>> BEGIN

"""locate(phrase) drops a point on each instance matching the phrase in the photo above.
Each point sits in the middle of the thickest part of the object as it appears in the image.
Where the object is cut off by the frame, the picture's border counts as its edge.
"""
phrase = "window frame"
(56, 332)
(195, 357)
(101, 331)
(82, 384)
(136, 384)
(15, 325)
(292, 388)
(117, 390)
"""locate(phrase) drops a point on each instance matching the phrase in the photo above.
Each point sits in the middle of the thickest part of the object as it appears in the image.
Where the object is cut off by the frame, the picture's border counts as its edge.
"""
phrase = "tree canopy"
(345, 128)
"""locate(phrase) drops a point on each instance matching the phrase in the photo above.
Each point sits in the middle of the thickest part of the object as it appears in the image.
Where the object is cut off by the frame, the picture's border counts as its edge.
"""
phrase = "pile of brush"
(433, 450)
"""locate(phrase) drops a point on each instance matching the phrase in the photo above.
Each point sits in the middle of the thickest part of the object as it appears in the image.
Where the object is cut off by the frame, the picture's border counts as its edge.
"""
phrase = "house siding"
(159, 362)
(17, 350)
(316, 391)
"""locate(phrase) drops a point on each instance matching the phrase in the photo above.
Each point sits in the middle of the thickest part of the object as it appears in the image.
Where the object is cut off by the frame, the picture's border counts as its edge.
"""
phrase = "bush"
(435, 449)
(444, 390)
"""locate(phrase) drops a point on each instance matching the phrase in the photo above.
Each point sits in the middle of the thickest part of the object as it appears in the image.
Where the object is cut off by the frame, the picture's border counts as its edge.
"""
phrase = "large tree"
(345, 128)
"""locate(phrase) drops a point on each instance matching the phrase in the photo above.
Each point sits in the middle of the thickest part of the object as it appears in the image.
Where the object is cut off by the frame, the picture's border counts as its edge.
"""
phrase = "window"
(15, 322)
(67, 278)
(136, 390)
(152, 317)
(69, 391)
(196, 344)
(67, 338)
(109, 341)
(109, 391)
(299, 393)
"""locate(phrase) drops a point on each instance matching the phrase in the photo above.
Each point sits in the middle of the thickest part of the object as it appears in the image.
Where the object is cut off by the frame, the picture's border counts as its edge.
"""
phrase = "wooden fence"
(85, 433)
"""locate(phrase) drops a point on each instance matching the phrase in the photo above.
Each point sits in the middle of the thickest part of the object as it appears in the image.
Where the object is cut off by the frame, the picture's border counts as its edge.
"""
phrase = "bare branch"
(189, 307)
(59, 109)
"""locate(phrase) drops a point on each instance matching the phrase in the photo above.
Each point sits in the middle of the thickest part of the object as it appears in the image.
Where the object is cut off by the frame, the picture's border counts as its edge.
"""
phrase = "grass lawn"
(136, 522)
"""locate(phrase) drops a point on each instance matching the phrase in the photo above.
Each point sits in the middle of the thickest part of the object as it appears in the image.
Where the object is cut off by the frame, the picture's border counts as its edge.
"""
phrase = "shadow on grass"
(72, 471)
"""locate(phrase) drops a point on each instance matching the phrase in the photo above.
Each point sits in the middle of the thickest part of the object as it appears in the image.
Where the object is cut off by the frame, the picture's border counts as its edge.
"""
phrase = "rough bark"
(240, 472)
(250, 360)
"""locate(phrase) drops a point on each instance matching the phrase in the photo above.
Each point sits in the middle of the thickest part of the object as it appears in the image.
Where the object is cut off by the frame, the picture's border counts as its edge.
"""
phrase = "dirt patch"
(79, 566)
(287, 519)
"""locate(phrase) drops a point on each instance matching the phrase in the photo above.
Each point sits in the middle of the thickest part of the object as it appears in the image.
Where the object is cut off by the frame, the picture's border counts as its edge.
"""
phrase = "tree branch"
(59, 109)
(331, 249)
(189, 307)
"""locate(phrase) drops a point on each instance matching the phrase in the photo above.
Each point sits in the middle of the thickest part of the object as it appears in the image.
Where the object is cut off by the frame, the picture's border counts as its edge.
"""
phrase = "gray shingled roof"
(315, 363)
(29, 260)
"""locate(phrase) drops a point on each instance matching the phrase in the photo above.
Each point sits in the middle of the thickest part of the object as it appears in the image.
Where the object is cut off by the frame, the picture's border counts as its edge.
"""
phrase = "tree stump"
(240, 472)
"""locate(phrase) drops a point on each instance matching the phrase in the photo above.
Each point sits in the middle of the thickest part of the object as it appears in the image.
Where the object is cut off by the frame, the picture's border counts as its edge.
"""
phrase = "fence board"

>> END

WHAT YOU SHOULD DO. Pick out each line of the entries above that contains the string "branch", treating uppercase and lowercase letters as distinct.

CORRECT ANSWER.
phrase = "bare branch"
phrase = "tree branch"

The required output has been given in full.